Text section.
• • • • • • •
|Publication number||US5343954 A|
|Application number||US 07/971,185|
|Publication date||Sep 6, 1994|
|Filing date||Nov 3, 1992|
|Priority date||Nov 3, 1992|
|Publication number||07971185, 971185, US 5343954 A, US 5343954A, US-A-5343954, US5343954 A, US5343954A|
|Inventors||J. Tad Bohlen, Donald R. Smith, Kevin T. Berscheidt|
|Original Assignee||Halliburton Company|
|Export Citation||BiBTeX, EndNote, RefMan|
|Patent Citations (14), Referenced by (54), Classifications (9), Legal Events (4)|
|External Links: USPTO, USPTO Assignment, Espacenet|
1. Field of the Invention
The invention relates to downhole tools used in oil and gas wellbores. More particularly, but not by way of limitation, the invention relates to downhole apparatus used anchoring a work string to a packer as well as for releasing the anchoring device from the packer.
2. Description of the Prior Art
In the past, packers such as the Halliburton Drillable-Test-Treat and Squeeze Packers have been utilized in a number of different applications in the oil and gas industry. Other packers, such as that disclosed in U.S. Pat. No. 4,151,875 to Sullaway, assigned to the assignee of the present invention, also contain similar features to the Drillable-Test-Treat and Squeeze Packers.
• • • • • • •
The exercise. Quote the packer patent text above word for word, everything from "2. Description of" down to "and Squeeze Packers.".
• • • • • • •
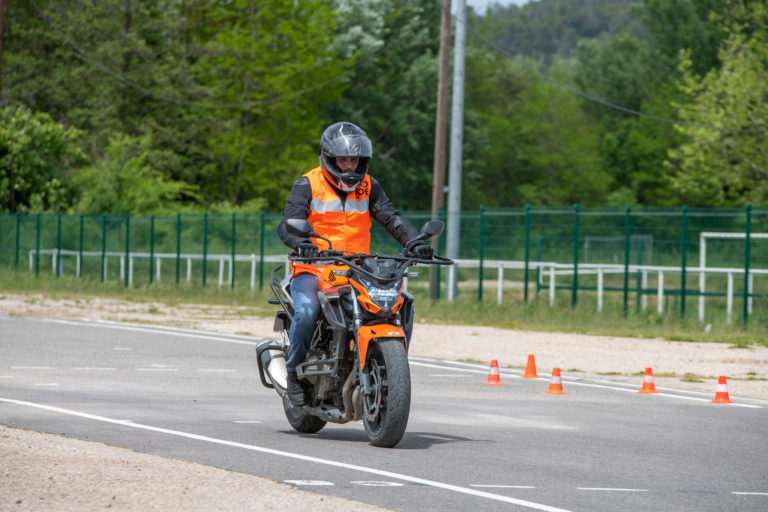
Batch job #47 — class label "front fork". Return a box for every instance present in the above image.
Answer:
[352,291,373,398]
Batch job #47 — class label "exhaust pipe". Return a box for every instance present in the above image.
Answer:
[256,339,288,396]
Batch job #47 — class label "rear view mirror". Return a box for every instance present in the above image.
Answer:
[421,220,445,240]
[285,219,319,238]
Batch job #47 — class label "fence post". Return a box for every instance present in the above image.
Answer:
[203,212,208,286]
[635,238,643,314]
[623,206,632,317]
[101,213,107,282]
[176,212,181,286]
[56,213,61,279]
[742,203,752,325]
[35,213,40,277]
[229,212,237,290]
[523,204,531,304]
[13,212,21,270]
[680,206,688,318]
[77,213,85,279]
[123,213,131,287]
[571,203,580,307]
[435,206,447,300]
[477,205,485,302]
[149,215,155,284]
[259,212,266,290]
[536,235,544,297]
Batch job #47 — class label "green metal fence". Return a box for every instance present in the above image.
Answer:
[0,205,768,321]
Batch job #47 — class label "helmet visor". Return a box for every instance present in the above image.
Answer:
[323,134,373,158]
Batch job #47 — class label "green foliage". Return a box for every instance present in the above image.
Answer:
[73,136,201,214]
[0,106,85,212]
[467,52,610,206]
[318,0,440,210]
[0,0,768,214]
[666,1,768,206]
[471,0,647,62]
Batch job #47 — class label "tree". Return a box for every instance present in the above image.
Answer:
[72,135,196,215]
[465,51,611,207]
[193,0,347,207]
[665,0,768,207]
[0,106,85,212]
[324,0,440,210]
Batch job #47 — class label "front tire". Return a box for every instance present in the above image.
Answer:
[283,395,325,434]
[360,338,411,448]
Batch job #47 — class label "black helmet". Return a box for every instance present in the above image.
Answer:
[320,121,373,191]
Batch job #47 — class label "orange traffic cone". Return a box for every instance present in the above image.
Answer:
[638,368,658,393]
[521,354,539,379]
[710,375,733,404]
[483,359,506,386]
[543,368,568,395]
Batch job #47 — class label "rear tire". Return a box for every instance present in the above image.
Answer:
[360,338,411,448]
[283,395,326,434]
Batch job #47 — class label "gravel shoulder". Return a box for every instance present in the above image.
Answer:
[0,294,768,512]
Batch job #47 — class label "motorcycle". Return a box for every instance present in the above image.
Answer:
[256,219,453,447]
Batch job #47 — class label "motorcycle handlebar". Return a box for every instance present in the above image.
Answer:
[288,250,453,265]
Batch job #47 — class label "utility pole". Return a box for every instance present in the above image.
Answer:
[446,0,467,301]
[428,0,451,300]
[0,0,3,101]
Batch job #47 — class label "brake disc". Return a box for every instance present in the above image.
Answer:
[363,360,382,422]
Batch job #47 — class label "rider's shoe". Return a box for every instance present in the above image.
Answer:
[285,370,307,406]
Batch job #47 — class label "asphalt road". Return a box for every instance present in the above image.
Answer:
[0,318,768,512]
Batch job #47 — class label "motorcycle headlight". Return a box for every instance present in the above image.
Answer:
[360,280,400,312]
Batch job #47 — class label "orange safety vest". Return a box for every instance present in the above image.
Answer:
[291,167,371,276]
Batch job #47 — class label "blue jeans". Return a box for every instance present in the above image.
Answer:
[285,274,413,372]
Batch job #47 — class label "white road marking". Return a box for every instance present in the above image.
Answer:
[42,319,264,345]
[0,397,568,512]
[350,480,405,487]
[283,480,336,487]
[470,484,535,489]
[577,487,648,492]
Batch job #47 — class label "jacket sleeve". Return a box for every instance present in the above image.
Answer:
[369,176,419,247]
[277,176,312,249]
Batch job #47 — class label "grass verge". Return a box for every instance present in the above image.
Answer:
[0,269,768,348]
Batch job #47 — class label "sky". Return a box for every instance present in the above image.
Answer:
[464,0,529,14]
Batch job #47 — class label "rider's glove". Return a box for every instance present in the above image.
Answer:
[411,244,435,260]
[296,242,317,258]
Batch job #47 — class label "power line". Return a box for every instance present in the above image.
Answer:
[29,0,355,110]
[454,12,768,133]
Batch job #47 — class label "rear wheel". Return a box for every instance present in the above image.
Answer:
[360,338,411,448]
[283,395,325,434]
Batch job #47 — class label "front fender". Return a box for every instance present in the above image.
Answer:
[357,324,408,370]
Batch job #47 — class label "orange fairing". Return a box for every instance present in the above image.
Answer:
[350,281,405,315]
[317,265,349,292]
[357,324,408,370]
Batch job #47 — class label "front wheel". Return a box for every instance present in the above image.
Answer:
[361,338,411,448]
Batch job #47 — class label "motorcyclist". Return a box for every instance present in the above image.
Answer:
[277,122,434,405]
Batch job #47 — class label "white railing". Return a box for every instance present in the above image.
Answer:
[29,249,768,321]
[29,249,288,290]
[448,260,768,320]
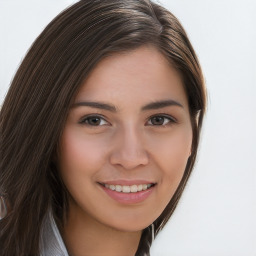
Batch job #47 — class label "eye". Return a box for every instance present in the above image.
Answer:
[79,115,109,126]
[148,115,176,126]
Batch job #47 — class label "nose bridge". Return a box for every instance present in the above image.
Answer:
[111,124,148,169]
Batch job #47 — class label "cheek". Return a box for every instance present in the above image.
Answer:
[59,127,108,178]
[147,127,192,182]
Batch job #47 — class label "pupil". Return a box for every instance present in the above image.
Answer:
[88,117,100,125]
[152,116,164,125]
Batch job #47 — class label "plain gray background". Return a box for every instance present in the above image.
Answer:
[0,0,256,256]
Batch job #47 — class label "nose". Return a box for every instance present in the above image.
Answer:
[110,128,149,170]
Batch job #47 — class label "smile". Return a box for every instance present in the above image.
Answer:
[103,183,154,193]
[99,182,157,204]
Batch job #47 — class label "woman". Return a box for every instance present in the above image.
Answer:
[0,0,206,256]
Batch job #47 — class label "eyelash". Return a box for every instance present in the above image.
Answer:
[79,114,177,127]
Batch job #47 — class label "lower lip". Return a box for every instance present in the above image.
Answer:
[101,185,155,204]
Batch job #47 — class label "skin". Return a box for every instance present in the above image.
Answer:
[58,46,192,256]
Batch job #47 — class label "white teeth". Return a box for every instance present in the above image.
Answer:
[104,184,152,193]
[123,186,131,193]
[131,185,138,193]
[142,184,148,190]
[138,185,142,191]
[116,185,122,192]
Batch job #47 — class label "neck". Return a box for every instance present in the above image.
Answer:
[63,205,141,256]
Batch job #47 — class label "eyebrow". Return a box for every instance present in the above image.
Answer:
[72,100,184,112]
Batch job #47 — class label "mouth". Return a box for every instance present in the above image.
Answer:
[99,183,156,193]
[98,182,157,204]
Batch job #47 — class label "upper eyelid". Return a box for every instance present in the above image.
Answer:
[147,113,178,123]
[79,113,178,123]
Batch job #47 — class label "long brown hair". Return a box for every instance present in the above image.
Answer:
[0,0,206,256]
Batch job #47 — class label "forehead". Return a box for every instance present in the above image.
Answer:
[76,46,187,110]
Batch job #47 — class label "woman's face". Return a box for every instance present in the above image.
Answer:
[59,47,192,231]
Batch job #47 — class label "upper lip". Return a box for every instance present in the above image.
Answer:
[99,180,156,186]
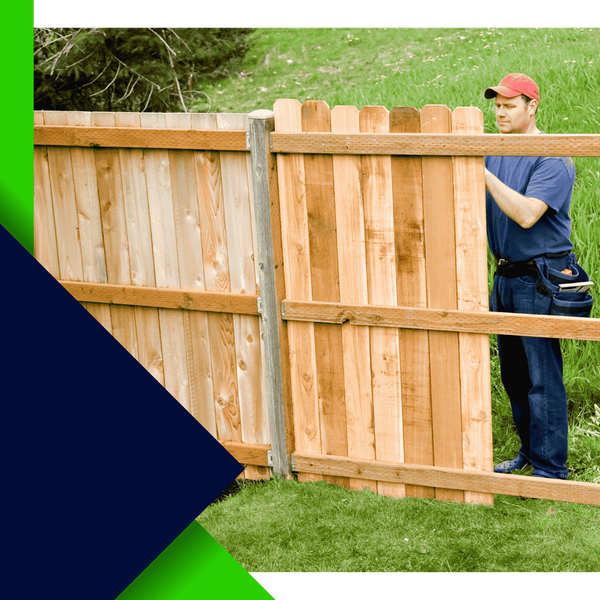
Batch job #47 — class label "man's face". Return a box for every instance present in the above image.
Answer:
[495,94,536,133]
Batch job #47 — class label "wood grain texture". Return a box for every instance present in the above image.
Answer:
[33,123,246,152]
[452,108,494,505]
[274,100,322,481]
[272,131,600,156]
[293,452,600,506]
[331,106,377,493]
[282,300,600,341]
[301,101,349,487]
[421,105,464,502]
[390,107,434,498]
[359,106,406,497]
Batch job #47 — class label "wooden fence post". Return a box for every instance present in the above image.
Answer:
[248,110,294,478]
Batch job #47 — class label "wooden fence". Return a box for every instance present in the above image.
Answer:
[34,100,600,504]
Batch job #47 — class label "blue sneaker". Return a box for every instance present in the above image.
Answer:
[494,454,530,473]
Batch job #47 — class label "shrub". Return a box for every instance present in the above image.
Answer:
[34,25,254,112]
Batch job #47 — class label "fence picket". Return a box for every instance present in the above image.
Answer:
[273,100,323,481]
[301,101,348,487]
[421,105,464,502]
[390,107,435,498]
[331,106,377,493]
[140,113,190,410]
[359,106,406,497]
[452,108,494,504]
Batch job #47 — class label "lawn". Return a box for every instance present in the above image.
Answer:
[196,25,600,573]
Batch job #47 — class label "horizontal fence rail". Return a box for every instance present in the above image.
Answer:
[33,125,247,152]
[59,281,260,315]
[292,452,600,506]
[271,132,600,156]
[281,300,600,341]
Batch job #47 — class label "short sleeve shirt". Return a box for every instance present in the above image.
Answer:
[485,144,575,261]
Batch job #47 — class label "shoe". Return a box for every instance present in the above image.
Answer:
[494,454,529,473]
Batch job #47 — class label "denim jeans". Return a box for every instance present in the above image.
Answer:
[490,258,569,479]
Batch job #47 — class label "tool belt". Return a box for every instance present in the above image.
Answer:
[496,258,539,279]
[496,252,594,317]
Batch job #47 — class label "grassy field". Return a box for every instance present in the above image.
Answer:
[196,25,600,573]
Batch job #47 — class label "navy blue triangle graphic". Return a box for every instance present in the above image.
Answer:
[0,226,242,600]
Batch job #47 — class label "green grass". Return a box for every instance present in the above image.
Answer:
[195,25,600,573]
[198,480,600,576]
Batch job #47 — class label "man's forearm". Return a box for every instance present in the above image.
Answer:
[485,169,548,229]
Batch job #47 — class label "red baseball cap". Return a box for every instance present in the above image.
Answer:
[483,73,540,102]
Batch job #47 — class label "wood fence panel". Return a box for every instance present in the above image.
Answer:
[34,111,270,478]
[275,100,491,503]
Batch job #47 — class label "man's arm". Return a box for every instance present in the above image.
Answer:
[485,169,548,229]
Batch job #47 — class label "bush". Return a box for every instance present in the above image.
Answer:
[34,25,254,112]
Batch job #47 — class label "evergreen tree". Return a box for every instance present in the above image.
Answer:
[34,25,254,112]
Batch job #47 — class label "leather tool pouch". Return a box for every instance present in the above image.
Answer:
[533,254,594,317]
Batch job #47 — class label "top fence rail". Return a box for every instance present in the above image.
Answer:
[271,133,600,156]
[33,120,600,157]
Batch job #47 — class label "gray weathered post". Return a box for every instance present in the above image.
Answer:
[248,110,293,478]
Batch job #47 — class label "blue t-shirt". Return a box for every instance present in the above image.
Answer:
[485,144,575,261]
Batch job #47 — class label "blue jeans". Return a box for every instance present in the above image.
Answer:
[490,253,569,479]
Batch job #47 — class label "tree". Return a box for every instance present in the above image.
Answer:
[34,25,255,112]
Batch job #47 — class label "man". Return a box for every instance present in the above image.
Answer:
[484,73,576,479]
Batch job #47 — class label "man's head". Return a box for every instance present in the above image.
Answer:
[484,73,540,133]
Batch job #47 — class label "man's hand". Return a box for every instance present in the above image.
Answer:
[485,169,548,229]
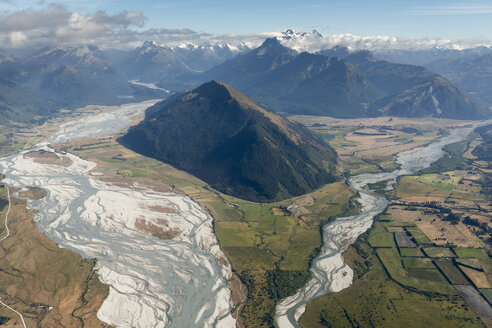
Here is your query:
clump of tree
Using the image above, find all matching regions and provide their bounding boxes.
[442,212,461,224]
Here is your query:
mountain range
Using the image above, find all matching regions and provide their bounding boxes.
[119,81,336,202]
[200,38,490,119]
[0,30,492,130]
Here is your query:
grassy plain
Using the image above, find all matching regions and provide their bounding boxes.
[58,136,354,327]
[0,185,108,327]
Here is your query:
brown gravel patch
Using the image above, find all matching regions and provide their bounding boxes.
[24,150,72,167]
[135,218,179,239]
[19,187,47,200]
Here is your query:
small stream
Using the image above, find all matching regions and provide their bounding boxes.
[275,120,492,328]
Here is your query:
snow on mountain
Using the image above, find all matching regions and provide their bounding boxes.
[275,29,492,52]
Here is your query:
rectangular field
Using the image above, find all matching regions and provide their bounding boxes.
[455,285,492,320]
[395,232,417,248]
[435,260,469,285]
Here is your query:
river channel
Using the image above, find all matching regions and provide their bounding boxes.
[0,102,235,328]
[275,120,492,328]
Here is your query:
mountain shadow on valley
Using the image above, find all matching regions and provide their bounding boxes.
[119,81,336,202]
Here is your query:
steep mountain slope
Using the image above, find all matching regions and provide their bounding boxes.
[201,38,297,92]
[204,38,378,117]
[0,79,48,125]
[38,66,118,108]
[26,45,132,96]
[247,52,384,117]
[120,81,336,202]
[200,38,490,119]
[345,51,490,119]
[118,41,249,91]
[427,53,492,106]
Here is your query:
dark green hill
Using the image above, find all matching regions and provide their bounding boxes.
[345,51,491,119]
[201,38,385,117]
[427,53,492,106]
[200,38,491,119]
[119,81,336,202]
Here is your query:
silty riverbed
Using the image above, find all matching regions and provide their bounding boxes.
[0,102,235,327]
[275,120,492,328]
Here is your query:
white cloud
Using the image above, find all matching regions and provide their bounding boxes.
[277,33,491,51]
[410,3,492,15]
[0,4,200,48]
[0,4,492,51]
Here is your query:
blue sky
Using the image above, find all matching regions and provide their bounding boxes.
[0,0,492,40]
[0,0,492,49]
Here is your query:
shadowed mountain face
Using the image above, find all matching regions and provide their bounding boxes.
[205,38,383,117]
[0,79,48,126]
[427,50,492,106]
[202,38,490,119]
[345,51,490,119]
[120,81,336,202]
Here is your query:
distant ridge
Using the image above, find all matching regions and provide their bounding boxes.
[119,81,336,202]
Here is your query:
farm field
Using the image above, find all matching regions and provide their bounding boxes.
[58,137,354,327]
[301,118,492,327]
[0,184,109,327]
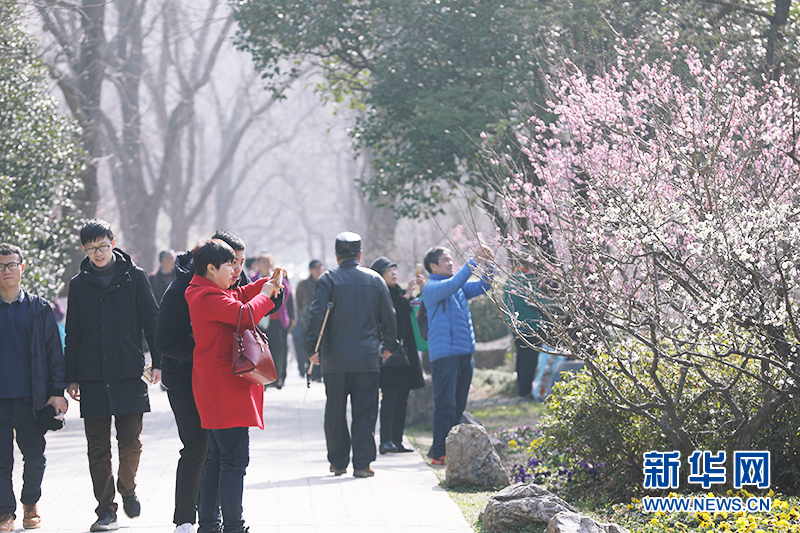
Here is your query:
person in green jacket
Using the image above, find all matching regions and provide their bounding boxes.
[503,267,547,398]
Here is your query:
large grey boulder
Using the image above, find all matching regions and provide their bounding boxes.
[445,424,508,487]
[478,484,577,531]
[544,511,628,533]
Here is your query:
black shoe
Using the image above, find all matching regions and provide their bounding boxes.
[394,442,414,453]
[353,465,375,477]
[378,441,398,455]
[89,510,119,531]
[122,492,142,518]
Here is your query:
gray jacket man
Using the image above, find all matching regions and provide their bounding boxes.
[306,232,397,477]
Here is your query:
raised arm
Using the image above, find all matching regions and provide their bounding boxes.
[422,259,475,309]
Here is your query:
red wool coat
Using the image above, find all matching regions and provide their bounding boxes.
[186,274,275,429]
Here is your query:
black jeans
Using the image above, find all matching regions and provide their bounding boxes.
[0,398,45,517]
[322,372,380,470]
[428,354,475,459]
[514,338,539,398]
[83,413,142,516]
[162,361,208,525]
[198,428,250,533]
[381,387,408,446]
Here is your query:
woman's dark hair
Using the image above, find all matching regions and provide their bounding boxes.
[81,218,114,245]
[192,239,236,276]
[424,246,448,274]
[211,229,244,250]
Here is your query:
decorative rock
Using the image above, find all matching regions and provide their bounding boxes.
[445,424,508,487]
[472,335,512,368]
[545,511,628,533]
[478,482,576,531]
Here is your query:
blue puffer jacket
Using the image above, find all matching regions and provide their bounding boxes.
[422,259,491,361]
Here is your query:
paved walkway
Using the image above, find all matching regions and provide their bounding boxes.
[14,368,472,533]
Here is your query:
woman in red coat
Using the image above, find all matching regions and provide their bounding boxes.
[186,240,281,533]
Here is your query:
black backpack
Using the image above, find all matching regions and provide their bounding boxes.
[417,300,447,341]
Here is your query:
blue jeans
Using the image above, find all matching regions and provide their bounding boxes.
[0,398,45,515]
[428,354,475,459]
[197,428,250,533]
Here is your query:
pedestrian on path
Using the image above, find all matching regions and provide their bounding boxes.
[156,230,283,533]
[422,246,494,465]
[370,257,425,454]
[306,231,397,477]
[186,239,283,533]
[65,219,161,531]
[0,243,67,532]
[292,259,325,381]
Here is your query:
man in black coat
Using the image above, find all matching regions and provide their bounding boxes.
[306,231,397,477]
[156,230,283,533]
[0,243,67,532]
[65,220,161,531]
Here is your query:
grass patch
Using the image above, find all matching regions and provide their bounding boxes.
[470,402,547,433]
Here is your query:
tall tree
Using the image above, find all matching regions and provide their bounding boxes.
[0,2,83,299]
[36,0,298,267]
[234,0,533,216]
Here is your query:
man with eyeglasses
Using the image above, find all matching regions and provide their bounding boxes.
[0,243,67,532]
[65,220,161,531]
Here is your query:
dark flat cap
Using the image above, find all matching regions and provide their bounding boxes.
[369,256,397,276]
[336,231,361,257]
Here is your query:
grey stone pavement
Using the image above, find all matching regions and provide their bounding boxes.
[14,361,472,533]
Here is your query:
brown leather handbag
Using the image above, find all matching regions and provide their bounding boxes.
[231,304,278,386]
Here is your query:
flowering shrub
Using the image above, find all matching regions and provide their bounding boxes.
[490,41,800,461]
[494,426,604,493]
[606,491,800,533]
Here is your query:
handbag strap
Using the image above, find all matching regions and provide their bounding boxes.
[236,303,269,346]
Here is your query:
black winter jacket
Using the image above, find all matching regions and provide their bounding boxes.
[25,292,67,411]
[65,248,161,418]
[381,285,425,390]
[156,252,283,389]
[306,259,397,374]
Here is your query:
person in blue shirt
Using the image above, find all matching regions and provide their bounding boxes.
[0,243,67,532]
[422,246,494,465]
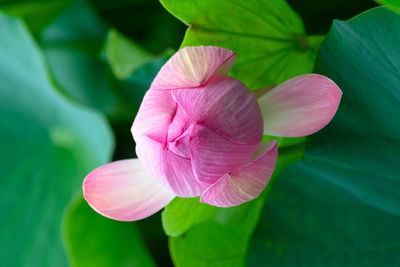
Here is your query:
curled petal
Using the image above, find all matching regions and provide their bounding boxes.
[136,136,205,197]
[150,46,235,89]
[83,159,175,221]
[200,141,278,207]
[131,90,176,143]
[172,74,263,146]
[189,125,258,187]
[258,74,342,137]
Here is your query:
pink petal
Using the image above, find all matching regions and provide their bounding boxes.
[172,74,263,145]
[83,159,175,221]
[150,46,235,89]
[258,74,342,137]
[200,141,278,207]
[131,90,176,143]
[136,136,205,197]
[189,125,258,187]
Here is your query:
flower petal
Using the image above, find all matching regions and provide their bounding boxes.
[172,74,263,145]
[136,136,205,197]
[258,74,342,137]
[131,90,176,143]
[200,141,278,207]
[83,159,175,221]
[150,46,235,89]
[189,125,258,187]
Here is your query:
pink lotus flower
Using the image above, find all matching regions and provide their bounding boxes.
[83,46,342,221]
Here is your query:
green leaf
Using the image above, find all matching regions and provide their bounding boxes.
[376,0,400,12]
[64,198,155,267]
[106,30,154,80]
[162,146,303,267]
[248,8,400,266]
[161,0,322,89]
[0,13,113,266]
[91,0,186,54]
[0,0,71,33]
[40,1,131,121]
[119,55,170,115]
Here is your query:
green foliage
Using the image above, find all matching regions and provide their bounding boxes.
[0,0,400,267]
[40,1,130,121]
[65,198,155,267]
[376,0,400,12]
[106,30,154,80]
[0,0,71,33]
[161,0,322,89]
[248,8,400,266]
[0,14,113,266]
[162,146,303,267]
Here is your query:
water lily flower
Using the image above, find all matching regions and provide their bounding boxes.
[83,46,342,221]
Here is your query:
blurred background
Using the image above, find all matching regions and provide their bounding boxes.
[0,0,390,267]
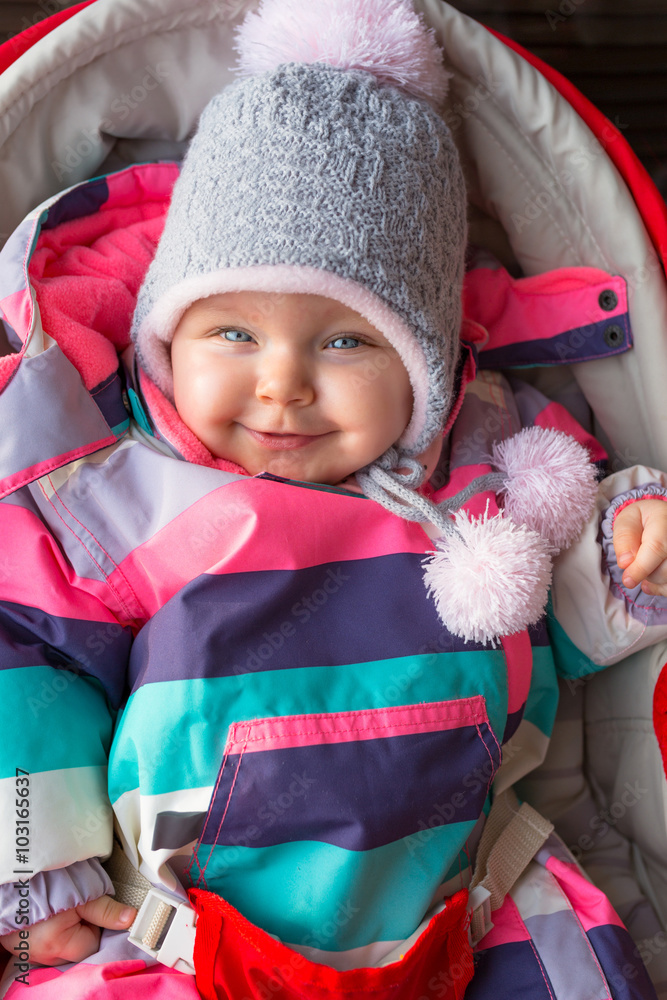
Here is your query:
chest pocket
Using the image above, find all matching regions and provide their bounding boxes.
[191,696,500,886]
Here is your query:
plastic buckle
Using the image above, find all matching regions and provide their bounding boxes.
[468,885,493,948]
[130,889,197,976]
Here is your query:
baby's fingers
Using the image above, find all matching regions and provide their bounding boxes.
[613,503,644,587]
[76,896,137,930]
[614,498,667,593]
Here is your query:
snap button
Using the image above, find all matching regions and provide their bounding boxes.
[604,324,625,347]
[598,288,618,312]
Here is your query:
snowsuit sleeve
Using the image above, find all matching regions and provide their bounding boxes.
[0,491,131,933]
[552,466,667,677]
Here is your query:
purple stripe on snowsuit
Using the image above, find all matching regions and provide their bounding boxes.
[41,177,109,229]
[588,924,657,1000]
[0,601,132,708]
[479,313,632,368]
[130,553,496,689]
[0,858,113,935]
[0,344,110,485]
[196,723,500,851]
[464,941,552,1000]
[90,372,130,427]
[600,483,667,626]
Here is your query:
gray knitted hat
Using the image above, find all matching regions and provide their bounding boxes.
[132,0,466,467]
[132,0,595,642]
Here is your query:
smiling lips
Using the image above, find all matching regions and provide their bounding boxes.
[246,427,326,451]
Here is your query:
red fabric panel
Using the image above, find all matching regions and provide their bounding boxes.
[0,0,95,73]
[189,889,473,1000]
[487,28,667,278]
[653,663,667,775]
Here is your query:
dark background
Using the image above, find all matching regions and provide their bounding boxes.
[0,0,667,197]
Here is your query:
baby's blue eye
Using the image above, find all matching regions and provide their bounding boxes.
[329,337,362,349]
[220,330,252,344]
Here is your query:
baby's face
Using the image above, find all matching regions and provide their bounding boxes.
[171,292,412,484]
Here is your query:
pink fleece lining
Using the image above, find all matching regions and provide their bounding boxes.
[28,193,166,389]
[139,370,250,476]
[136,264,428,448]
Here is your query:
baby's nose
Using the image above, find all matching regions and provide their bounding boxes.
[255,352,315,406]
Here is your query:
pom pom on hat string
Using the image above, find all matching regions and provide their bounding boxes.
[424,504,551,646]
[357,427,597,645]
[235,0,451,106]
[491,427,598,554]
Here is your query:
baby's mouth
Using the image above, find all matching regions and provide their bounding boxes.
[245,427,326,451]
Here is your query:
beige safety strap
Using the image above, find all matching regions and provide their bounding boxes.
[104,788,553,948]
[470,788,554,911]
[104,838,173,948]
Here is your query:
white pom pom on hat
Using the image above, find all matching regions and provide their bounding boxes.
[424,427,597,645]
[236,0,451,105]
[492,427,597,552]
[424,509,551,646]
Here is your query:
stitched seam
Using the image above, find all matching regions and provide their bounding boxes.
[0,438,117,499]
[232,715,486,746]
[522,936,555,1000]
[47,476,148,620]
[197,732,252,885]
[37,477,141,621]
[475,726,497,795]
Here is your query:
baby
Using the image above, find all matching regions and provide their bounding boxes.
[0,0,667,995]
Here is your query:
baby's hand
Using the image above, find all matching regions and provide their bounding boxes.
• • • • • • •
Written answer.
2. Description of the Prior Art
In the past, packers such as the Halliburton Drillable-Test-Treat and Squeeze Packers have been utilized in a number of different applications in the oil and gas industry. Other packers, such as that disclosed in U.S. Pat. No. 4,151,875 to Sullaway, assigned to the assignee of the present invention, also contain similar features to the Drillable-Test-Treat and Squeeze Packers.